▶ Text
Late one evening, much to Clints neighbours disdain, we were working on one of his killer snowmobiles, a John Deere 340 Liquifire. Incedentally, this is the same sled i jumped the Ridge Park Highway on, but thats a different story.

The sled was having carb troubles at the time and we had been trying to sync them out in the alley. It got dark and we gave up and pulled the sled into the garage. Clints shop was a pretty nice setup, although it was seriously lacking in electrical outlets and lighting at the time. To this end, we had set up a set of those fancy floodlights-on-a-stand setups to illuminate our hardships. The extension cord ran from the outlet on the wall across the bay to the light stand. When we pulled the sled inside, we drove it right in to this fancy bay and popped the hood.

Now, for those of you who arent to familiar with snowmobiles, on the bottom of the ski are wearbars. They keep the ski from wearing holes through them. In these wearbars are sharp little peices of metal called skags. Remeber how we had the shop set up? With the extension cord on the floor? Well, we drove the sled right across it. Actually, we parked it with the skis resting on top of the cord, which at this point had two nice cuts in it from the skis.

Good thing it wasnt plugged in! We commenced working.

It quickly became evident that we were in need of further illumination. I was convienently close to the outlet, so i reached over and plugged it in.

Several things happened in short order. We'll just skip the part about the electricity joltling through the skis, arcing across the tie rods, and seeking out a ground. It was pretty cool to see three guys LEAP away from the sled. It took me a little longer to figure out what the deal was and why there were 3 guys just itching to plug me in...




Dontcha just hate it when your boogers freeze?

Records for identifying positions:
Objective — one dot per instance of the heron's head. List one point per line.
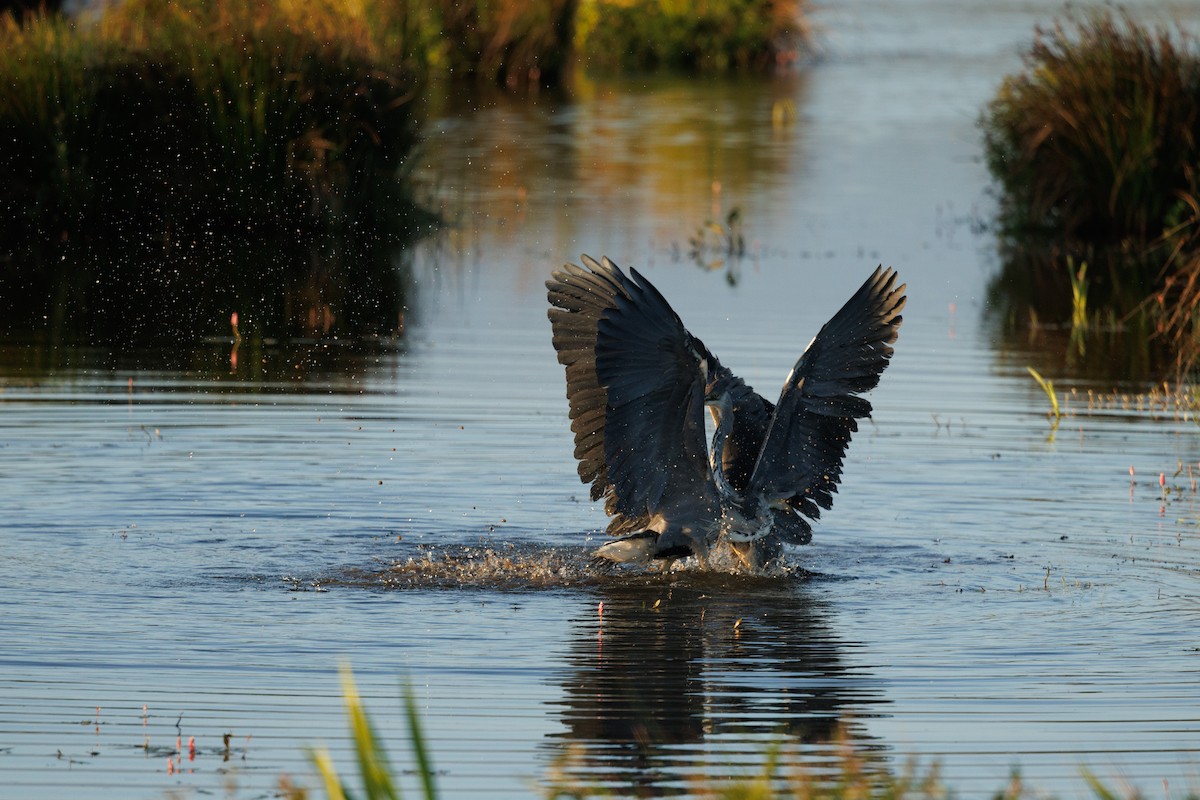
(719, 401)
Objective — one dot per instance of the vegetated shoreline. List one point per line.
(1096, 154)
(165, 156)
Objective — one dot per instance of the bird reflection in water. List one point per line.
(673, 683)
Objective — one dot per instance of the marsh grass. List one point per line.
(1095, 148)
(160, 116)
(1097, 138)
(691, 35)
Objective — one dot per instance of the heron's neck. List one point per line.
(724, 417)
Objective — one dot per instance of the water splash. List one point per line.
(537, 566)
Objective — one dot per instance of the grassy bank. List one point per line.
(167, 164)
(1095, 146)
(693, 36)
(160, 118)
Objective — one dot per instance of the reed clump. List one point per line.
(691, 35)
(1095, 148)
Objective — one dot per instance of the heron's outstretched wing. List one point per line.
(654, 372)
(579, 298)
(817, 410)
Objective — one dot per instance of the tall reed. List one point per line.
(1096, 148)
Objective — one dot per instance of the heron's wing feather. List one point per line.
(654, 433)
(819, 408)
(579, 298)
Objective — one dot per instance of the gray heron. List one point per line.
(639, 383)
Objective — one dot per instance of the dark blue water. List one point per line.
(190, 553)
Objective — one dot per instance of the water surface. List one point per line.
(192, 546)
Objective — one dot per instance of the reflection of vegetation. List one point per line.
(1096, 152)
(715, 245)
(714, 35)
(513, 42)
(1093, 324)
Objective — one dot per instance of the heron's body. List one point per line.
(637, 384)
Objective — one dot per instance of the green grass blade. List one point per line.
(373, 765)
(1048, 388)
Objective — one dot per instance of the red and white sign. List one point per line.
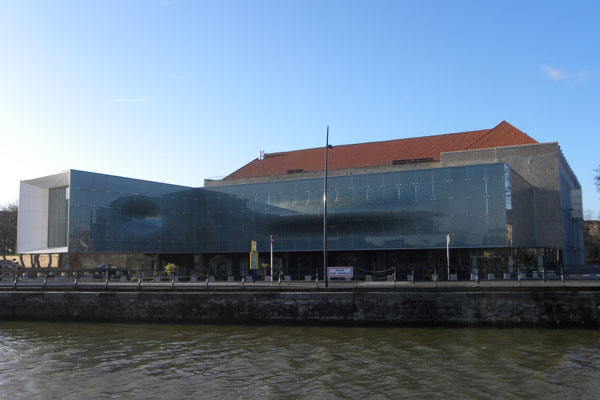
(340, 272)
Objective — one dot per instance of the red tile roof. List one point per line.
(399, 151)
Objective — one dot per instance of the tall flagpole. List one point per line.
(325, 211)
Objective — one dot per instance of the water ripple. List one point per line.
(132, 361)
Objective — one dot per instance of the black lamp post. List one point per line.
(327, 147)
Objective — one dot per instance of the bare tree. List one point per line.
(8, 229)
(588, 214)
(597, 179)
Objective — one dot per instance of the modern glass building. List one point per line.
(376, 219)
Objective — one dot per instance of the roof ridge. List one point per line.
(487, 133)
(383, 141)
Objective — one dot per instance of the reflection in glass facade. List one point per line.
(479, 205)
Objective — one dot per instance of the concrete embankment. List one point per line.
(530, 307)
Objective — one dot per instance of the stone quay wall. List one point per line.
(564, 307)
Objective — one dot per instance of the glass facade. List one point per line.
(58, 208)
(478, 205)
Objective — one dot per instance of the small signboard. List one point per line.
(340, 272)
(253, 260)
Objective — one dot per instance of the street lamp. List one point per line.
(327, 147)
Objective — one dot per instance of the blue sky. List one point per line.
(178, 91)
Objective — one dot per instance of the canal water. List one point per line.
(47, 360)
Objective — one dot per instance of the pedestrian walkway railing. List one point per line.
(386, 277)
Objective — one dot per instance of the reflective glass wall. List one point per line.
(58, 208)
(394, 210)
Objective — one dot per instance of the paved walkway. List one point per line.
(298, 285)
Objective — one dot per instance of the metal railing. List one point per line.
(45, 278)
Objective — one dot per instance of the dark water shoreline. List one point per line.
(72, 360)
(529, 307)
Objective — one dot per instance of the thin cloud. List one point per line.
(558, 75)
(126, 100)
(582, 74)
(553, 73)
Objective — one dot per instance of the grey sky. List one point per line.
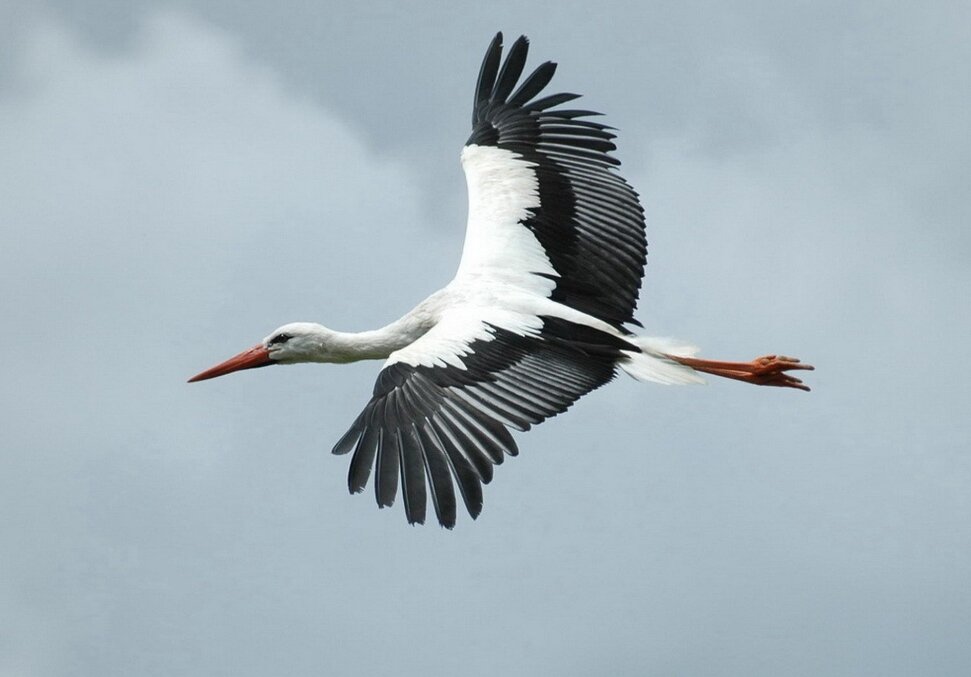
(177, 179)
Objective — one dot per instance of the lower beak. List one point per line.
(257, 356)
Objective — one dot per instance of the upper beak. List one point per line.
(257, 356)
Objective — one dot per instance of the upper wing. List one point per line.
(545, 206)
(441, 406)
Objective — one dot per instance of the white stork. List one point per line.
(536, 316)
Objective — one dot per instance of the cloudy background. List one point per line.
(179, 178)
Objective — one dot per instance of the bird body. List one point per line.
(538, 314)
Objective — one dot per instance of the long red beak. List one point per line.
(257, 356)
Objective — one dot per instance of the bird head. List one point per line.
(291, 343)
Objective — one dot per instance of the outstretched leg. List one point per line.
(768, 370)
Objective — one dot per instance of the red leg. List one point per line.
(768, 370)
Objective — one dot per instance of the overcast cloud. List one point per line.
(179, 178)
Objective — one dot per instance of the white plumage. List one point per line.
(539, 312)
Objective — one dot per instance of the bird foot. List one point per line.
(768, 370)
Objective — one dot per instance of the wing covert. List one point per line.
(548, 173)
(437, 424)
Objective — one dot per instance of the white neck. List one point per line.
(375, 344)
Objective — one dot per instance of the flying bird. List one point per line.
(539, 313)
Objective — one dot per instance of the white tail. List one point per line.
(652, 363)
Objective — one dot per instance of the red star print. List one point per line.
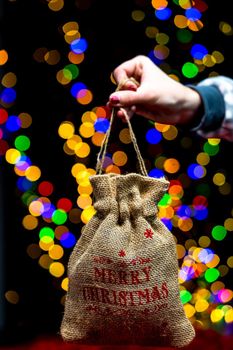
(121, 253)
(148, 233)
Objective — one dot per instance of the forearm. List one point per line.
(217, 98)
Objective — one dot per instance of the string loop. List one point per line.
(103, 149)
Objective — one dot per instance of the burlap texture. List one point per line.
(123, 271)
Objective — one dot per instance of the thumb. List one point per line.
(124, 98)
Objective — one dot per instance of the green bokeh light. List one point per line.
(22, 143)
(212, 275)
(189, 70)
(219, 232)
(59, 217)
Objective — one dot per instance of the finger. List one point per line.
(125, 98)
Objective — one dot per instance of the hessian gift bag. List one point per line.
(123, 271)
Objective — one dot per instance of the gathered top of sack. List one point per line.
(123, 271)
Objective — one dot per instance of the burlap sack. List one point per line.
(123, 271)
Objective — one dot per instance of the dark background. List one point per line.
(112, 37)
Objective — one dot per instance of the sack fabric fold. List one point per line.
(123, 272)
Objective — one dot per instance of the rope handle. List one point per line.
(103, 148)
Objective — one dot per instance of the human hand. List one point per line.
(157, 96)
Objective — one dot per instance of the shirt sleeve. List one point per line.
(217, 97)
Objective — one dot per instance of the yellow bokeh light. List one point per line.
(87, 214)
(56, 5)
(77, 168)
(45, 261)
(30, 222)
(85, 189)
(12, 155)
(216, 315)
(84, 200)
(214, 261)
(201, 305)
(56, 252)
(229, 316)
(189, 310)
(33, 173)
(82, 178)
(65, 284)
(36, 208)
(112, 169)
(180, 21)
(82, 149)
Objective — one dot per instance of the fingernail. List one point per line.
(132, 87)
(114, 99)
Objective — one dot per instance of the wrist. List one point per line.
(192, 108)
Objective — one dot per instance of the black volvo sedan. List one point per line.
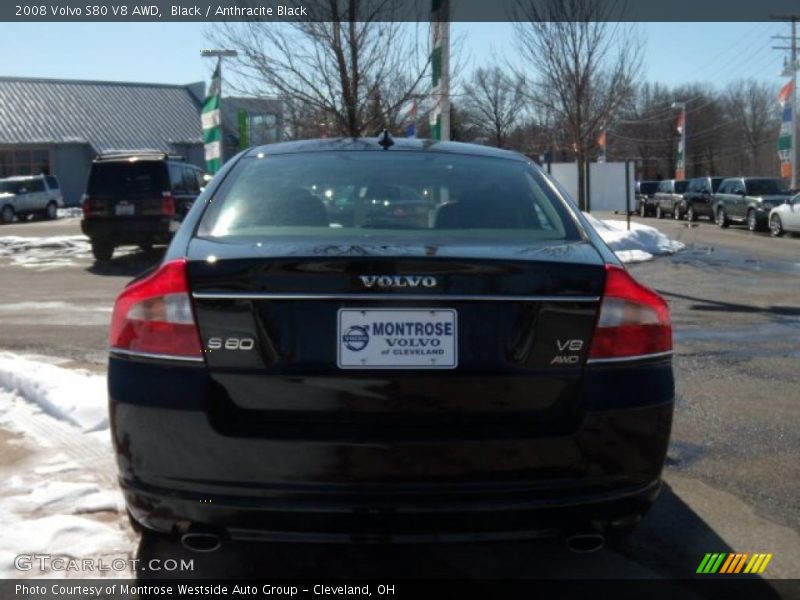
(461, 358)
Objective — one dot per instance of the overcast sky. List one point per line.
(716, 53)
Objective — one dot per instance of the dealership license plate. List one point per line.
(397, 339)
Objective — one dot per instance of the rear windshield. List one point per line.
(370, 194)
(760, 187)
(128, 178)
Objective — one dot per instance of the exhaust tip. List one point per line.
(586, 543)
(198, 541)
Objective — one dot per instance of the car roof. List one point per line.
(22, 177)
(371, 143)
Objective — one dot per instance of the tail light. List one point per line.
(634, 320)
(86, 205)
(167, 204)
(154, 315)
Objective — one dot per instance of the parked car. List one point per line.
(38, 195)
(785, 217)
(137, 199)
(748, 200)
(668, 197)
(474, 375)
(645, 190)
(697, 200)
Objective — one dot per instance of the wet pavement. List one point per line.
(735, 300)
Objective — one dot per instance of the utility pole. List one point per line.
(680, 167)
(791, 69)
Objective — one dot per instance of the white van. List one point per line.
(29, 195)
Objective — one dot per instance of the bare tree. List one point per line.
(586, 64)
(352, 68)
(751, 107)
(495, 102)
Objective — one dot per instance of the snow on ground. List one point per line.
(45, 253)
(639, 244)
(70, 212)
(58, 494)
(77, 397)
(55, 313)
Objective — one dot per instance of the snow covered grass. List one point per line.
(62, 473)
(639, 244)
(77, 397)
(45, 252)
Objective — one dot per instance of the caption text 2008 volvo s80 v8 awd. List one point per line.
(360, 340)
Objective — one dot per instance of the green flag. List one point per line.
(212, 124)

▶ Set of tasks
**a)** Please update the passage of the snowmobile story from "Late one evening, much" up to and including "popped the hood." so that "alley" reads "driveway" instead.
**b)** In the snowmobile story, what model of sled was being worked on?
You won't need the items.

▶ Answers to each task
**a)**
Late one evening, much to Clints neighbours disdain, we were working on one of his killer snowmobiles, a John Deere 340 Liquifire. Incedentally, this is the same sled i jumped the Ridge Park Highway on, but thats a different story.

The sled was having carb troubles at the time and we had been trying to sync them out in the driveway. It got dark and we gave up and pulled the sled into the garage. Clints shop was a pretty nice setup, although it was seriously lacking in electrical outlets and lighting at the time. To this end, we had set up a set of those fancy floodlights-on-a-stand setups to illuminate our hardships. The extension cord ran from the outlet on the wall across the bay to the light stand. When we pulled the sled inside, we drove it right in to this fancy bay and popped the hood.

**b)** A John Deere 340 Liquifire.